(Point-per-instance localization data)
━━━━
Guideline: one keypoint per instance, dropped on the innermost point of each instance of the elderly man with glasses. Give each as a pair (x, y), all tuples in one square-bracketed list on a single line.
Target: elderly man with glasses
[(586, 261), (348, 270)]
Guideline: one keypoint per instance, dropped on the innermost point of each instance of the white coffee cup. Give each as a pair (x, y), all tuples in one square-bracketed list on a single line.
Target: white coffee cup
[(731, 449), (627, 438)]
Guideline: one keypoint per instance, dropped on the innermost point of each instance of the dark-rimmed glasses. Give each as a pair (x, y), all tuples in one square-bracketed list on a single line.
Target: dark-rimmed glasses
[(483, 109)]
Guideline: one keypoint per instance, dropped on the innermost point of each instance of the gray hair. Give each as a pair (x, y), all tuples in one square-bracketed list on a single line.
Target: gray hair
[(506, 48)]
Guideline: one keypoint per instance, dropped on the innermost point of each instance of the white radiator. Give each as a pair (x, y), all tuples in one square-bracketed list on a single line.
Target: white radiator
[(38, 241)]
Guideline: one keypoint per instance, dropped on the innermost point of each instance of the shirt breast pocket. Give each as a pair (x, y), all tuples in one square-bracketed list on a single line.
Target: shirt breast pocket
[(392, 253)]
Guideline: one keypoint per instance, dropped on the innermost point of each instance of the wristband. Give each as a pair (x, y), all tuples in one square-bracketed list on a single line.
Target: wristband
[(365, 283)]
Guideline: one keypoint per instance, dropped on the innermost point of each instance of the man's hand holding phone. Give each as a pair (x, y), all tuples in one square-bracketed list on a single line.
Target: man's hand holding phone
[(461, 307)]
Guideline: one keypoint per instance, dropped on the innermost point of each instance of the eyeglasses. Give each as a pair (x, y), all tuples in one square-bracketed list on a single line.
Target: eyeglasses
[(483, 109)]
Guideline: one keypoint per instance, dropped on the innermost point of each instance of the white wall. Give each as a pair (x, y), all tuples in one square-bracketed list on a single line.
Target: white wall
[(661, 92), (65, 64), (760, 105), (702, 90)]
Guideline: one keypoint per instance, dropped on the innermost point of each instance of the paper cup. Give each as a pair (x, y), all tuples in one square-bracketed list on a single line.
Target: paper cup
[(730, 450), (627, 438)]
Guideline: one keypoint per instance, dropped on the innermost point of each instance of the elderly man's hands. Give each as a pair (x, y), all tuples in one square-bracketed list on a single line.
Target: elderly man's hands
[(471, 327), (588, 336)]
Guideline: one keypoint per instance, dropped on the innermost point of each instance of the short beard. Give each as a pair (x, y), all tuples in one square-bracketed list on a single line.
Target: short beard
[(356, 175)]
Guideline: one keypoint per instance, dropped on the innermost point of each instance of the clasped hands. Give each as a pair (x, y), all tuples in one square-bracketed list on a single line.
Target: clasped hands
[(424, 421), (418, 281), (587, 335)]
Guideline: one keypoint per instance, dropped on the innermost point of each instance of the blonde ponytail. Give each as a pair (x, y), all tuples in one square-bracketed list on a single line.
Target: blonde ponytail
━━━━
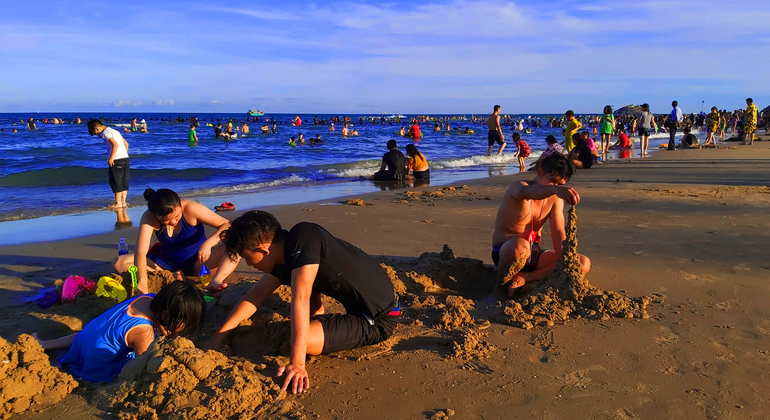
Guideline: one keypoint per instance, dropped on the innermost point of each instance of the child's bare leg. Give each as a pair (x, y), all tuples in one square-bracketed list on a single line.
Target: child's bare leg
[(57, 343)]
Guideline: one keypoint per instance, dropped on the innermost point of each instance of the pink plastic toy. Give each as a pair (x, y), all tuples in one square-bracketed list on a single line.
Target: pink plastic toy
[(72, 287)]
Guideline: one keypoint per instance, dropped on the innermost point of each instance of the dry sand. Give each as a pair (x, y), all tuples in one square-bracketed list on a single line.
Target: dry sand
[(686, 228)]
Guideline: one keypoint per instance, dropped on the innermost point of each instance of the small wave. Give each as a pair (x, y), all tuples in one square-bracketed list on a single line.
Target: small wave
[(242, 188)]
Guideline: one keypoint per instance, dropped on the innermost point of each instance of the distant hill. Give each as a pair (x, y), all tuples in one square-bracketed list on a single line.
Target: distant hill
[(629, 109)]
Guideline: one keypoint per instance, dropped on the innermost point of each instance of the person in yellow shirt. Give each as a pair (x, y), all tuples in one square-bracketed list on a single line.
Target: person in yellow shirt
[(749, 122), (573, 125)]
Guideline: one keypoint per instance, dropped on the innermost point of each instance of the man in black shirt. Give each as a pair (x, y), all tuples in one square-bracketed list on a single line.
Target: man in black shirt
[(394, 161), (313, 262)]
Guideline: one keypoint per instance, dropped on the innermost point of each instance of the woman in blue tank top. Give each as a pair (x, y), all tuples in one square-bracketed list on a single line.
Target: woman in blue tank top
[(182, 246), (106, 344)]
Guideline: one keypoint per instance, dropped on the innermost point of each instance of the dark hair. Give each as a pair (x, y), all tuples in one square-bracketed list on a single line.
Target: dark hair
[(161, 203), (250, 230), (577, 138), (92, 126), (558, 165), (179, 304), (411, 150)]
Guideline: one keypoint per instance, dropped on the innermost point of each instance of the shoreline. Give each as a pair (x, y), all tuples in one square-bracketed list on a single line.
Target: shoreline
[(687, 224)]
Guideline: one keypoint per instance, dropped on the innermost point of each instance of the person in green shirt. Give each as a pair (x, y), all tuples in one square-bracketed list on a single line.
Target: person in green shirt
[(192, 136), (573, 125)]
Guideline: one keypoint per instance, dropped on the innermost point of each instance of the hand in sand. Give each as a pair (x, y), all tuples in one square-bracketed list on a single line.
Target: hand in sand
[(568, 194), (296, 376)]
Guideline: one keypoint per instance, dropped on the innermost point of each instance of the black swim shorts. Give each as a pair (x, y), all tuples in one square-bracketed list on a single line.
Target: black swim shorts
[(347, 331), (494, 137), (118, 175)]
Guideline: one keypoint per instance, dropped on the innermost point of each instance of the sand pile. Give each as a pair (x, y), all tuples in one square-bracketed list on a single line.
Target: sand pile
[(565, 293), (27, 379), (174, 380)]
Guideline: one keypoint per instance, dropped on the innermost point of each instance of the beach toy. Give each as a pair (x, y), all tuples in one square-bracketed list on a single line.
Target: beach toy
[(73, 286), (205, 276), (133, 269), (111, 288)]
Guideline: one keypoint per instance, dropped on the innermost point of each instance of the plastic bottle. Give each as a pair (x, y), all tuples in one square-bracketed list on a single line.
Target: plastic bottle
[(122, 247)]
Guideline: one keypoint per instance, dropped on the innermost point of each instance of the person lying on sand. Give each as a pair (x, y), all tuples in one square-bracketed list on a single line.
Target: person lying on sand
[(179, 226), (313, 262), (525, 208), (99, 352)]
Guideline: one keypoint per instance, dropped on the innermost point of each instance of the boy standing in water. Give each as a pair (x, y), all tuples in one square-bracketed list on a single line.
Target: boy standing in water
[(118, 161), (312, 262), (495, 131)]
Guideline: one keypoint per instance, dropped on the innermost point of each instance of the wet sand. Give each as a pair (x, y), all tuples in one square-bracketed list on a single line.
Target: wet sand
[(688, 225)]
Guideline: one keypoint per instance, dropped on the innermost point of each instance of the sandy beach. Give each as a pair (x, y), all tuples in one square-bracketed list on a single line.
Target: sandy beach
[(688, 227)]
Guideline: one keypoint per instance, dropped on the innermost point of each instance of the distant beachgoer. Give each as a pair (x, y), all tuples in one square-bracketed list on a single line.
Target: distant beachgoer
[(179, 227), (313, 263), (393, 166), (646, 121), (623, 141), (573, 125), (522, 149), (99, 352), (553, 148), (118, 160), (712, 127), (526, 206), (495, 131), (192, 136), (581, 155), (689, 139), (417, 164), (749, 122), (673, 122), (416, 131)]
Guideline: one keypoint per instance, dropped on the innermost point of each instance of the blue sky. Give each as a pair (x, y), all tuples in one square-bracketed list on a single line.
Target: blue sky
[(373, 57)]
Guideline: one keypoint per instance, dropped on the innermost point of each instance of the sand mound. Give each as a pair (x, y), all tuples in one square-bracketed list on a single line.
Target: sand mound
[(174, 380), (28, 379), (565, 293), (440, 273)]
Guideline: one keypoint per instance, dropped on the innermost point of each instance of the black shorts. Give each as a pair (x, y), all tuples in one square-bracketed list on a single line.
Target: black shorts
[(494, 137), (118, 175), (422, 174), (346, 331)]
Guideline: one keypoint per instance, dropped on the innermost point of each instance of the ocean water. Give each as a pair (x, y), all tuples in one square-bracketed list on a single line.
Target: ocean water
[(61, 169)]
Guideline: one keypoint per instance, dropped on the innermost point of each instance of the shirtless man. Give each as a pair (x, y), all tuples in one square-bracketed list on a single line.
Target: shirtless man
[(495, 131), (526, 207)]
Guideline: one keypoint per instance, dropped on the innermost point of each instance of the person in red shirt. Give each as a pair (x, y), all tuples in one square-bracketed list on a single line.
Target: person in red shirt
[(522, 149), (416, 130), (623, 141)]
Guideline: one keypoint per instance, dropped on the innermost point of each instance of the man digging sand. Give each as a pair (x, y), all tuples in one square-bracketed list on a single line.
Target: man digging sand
━━━━
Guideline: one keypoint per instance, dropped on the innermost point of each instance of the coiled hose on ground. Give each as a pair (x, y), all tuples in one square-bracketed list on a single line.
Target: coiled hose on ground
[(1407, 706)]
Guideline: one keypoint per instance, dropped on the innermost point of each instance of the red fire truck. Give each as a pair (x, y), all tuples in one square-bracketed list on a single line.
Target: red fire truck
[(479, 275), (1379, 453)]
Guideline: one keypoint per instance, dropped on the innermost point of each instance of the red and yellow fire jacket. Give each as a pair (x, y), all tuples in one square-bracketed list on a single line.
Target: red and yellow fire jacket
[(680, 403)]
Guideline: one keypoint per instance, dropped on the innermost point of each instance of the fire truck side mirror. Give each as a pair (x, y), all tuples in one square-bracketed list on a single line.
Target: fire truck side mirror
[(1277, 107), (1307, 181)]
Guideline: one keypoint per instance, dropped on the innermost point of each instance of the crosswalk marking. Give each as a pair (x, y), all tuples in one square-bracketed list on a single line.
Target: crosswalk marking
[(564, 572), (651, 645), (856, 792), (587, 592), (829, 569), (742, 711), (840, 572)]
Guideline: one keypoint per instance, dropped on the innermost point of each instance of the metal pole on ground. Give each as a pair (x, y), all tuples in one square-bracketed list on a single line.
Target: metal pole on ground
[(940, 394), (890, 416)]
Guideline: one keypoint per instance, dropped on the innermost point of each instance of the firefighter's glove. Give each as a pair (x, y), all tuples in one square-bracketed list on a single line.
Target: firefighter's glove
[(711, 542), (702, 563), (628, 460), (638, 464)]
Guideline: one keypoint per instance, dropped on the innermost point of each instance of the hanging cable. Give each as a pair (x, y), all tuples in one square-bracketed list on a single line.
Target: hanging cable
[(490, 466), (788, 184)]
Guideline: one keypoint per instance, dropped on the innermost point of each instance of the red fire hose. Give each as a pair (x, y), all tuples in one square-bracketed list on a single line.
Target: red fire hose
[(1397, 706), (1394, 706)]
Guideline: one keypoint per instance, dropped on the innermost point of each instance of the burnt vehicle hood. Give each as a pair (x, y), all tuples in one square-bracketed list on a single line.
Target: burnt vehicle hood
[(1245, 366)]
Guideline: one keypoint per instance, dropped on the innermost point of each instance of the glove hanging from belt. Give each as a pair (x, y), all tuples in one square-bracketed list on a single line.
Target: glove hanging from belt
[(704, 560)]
━━━━
What to do:
Please filter the entries for the word "digging" and copy the lines that have it.

Solution to this exercise:
Guideline: one keypoint per instance, dropped on the innermost point of each instance of the man digging sand. Give each as a pair (x, y), all tuples in one square-bracketed list on a single line.
Target: man digging sand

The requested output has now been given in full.